[What to work on]:
Among the lines of the material below, count those with the string "fabric". Give the number alone.
Records shown below:
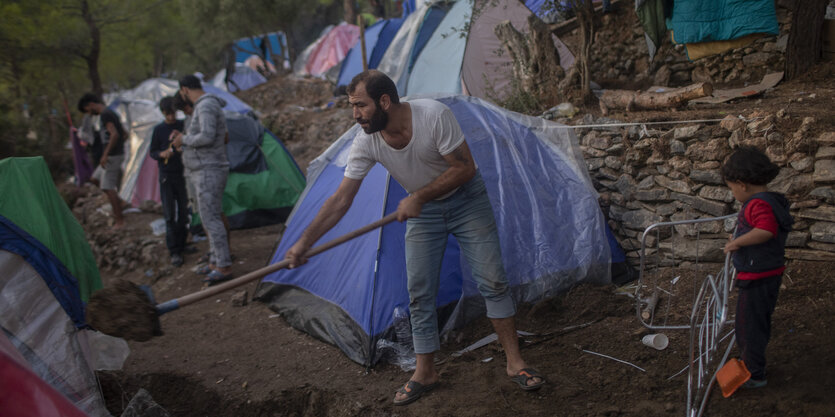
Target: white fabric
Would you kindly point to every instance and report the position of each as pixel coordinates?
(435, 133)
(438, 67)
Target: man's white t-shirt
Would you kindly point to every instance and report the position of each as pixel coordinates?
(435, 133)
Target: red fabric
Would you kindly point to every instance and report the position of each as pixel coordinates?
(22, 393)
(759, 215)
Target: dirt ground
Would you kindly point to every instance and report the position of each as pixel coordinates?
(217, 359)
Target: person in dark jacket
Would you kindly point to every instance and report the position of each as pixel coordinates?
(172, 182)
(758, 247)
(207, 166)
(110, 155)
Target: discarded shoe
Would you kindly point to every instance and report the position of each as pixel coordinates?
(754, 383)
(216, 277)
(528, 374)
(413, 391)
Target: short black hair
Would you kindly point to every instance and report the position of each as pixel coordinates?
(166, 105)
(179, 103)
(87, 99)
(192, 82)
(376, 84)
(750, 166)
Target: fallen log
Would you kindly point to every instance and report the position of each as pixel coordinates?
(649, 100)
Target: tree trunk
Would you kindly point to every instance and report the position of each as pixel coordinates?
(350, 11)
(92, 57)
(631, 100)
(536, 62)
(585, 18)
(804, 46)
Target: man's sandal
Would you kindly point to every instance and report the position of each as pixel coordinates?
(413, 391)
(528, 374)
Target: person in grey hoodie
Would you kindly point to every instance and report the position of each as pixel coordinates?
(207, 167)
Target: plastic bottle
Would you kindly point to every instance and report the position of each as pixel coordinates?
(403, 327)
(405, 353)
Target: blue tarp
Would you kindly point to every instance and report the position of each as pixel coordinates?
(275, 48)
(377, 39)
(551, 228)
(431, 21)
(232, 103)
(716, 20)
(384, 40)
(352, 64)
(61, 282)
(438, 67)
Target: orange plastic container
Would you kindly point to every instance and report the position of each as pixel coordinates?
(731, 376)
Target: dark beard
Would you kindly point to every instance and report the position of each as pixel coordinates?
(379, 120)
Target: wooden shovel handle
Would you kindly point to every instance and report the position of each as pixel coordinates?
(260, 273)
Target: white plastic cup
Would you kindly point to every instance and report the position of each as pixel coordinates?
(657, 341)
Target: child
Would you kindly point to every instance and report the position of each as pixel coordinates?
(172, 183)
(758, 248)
End of Records shown.
Records shown below:
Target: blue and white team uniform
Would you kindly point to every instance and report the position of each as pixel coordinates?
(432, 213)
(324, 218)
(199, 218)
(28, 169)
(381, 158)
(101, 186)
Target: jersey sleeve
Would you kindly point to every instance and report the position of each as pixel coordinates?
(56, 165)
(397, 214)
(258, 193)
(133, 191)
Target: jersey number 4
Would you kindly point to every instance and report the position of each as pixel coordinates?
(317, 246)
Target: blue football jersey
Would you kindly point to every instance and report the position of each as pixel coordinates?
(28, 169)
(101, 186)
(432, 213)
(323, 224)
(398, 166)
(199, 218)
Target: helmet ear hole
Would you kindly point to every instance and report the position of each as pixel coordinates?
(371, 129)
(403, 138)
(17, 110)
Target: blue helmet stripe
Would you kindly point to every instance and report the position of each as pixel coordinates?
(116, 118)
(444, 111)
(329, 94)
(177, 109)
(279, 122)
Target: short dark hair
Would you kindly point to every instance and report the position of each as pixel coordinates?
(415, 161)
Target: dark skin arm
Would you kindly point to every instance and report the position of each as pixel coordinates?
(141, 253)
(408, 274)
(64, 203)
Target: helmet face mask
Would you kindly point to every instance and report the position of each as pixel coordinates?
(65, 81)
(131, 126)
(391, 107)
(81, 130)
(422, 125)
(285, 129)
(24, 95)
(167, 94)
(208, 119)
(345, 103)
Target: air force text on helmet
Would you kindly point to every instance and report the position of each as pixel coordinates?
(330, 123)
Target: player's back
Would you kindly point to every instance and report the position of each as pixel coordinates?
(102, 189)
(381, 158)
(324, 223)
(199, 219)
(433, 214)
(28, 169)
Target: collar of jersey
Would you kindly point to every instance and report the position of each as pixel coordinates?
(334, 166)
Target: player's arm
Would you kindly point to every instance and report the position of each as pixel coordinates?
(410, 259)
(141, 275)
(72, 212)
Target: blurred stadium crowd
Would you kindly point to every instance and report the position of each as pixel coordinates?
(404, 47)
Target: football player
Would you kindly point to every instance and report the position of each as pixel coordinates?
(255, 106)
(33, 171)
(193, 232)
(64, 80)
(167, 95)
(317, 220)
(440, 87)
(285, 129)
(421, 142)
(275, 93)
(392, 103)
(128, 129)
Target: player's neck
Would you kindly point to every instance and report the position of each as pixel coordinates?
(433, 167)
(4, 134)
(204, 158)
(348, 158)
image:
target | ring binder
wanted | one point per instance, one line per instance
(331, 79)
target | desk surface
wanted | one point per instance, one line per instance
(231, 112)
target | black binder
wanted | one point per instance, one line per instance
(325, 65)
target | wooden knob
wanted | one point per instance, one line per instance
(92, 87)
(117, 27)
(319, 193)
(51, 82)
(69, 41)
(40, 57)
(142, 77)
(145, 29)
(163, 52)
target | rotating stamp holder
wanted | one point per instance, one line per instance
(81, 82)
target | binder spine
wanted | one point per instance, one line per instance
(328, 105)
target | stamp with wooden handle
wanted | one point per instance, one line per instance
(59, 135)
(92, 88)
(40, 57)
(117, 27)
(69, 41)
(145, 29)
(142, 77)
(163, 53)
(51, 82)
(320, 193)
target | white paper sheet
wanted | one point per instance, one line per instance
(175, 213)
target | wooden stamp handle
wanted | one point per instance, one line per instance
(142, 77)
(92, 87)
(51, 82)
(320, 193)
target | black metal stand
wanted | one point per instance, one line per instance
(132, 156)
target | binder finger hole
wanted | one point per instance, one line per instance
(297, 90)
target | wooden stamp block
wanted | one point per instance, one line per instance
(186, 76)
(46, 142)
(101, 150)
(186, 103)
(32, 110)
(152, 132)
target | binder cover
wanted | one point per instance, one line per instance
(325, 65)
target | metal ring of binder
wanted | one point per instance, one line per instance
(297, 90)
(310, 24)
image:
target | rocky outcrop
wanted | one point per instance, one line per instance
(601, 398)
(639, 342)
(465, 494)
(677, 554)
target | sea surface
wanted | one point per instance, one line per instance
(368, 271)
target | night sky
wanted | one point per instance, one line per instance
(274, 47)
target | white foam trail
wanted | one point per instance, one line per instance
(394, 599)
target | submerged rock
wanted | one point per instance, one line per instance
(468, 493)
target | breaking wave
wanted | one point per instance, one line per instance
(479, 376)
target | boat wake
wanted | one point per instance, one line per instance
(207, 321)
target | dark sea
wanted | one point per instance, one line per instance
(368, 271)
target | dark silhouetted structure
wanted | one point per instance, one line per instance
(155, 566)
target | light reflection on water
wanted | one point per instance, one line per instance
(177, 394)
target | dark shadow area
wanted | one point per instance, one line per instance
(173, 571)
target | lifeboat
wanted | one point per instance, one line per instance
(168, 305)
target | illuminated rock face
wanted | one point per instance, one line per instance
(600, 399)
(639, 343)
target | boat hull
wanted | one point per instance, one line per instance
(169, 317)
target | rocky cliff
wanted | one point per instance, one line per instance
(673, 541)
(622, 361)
End of Records shown.
[Written response]:
2